*Tarefa*. Continue o texto sobre a resistência de Portugal contra Espanha a partir do ponto em que ele termina.

*Texto fornecido*.
-*-*-

Não é nem pode ser nossa intenção diminuir as forças de Espanha, nem escurecer a grandeza de sua potência, tão conhecida do Mundo todo e tão temida e reverenciada de seus inimigos e invejada de seus êmulos. Mas é força que ela e nós confessemos que são maiores os poderes de Deus, e que, assistida deles, a desigualdade de Portugal pode resistir e prevalecer contra Espanha, como lhe tem resistido e prevalecido em tantos anos.
                Dizem as fábulas, com significação não fabulosa mas verdadeira, que quando Páris houve de ferir mortalmente o impenetrável corpo de Aquiles, uniu o deus Apolo a mão de Páris com a sua e ambas juntas dispararam a seta fatal. Comparado o braço de Páris com o de Aquilles, mão por mão e braço por braço, mais forte é o de Aquiles; mas comparado o de Aquiles com o de Páris, acompanhado de Apolo mais forte é o de Páris. Não foi só a espada de Gedeão a que com tão poucos soldados venceu os exércitos dos Madianitas, mas a espada de Gedeão maneada pelo seu braço e pelo de Deus, juntamente: Gladius Domini et Gedeonis. Contra a espada de Gedeão naturalmente parece que haviam de prevalecer os exércitos madianitas; mas contra a espada de Gedeão e de Deus, nenhum poder humano pode prevalecer. Não peleja Castela só contra os exércitos de Portugal, mas contra o Senhor dos exércitos.
                No dia memorável da restituição de Portugal (ou fosse milagre ou mistério), é certo que a imagem de Cristo crucificado despregou publicamente o braço as portas daquele santo português que tem por graça própria sua recuperar o perdido. Contra o braço estendido de Deus, que força dá que possa prevalecer, nem ainda resistir? Este é aquele braço onipotente, que tira os poderosos do trono e levanta a ele os humildes ou os humilhados, como fez naquele dia. Grande glória é de Portugal ter em seu favor o braço de Deus; mas não foi menos honra e autoridade de Castela, que fosse necessário o braço de Deus a Portugal para se libertar da sua sujeição.
                Menos que o braço e menos que toda a mão de Deus, bastou para livrar o povo de Israel do poder do grande rei Faraó o dedo de Deus. O dedo de Deus é este — lhe disseram os seus sábios: Digitus Dei est hic. E verdadeiramente foi grande dureza de entendimento imaginar Faraó que podiam prevalecer seus exércitos contra um dedo da mão de Deus, quanto mais contra toda a mão. Assim lho remoqueou Moisés, quando escreveu aquela história: Induravit Dominus cor Pharaonis, regis Egypti, et persecutus est filios Israel, at illi egressi erant in manu excelsa.
                Notem muito estas últimas palavras os reis e seus conselheiros: At illi egressi erant in manu excelsa. Se a mão do Altíssimo é a que assistiu aos libertados, quando eles saíram do cativeiro, em vão se cansa Faraó em tirar carruagens, cavalarias e exércitos contra eles, senão é que o juízo divino os leva ao Mar Vermelho e os chama lá alguma oculta fatalidade. Bem se viu neste caso, tão horrendo, quão gravemente se ofende Deus de que ninguém presuma cativar a quem ele liberta.

-*-*-

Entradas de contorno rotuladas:
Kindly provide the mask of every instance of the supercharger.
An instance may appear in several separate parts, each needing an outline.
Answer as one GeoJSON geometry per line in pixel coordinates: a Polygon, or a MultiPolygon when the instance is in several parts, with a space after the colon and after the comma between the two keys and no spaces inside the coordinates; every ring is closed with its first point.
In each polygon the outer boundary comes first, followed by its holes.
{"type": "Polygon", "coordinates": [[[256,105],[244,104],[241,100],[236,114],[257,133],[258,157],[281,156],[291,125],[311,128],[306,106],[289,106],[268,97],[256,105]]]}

-*-*-

*Resultado da tarefa*.
                Desengano, Senhores meus; falemos e ouçamos como católicos. O que Deus faz, só Deus o pode desfazer; o que Ele levanta, só Ele o pode derribar. Bem sabe Castela (sinal é que o sabe bem, pois chega a o confessar, e no mesmo ano em que Portugal se havia de levantar, o estamparam assim seus escritos) bem sabe Castela (digo) que Portugal com singularidade única entre todos os reinos do Mundo foi reino dado, feito e levantado por Deus, naqueles mesmos campos e naquela mesma província onde todos os anos trabalham e batalham os homens pelo derribar, pelo desfazer e pelo tirar a quem foi dado.
                Se Deus o deu, como o podem os homens tirar? Se Deus o fez, como o podem os homens desfazer? Se Deus o levantou, como o podem os homens derribar? E se Deus prometeu que na décima sexta geração atenuada poria os olhos nela para o restituir, como há quem tanto à vista dos olhos de Deus queira triunfar sobre suas promessas e irritar seus decretos? Até a superstição dos Gentios conheceu a conseqüência desta verdade, e que os reinos fundados por um Deus, ainda quando houvesse muitos deuses, só o mesmo Deus os podia arruinar. Esta foi a teologia com que os dois príncipes dos poetas no incêndio e destruição de Tróia introduziram ao Deus Neptuno, batendo com o tridente os muros que ele mesmo tinha fundado.
                Naquela noite em que Cristo por sua própria Pessoa fundou o Reino de Portugal, aparecendo e falando ao seu primeiro rei, disse: Ego aedificator et dissipator regnorum alque imperiorum sum. Volo enim in te et in semine tuo imperíum mihi stabilire ut deferatur nomen meum in exteras nationes: «Eu sou o fundador e destruidor dos reinos e dos impérios, e quero em ti e em teus descendentes fundar um império para mim, pelo qual o meu nome seja levado às nações estrangeiras.:»
                Se Deus é o monarca supremo e universal, que funda e desfaz os reinos e os impérios e com tão especia1 solenidade fundou por sua própria Pessoa nos reis portugueses de Portugal, quem haverá, que não seja o mesmo Deus, que o possa desfazer e dissipar?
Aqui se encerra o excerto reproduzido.